───── STORED RECORDS ─────

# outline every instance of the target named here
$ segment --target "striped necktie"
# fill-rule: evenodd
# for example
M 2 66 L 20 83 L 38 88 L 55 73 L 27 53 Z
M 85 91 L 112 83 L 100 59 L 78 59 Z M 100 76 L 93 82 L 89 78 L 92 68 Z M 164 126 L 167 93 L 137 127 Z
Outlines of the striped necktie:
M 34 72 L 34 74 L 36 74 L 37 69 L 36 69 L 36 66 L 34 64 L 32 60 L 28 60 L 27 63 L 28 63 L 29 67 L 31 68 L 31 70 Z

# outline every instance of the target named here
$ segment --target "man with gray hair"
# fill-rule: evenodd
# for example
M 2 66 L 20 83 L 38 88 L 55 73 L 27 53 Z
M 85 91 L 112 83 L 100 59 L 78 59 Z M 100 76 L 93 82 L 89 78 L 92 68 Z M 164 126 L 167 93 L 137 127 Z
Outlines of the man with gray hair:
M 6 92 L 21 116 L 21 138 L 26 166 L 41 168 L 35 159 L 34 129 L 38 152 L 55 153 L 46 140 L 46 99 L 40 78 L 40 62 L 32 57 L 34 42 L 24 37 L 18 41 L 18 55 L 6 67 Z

─────

* [INSTRUCTION]: Please copy both entries above line for line, changing nothing.

* [FINAL ANSWER]:
# outline every instance of the target named here
$ segment --target "striped necktie"
# fill-rule: evenodd
# for example
M 2 66 L 20 83 L 38 88 L 55 73 L 27 53 Z
M 85 91 L 112 83 L 100 59 L 78 59 Z M 100 76 L 93 82 L 89 78 L 92 68 Z M 164 126 L 167 93 L 137 127 Z
Outlines of the striped necktie:
M 34 72 L 34 74 L 36 74 L 37 69 L 36 69 L 36 66 L 34 64 L 32 60 L 28 60 L 27 63 L 28 63 L 29 67 L 31 68 L 31 70 Z

# outline every instance of the target named here
$ segment --target "man with gray hair"
# fill-rule: evenodd
# for example
M 2 66 L 20 83 L 38 88 L 55 73 L 27 53 Z
M 85 91 L 112 83 L 100 59 L 78 59 Z M 100 76 L 93 82 L 89 78 L 92 68 Z M 164 126 L 167 93 L 137 127 Z
Outlines of the man with gray hair:
M 6 92 L 21 116 L 21 138 L 26 166 L 41 168 L 35 159 L 34 129 L 38 152 L 55 153 L 46 140 L 46 99 L 40 78 L 40 62 L 32 57 L 34 42 L 24 37 L 18 41 L 18 55 L 6 67 Z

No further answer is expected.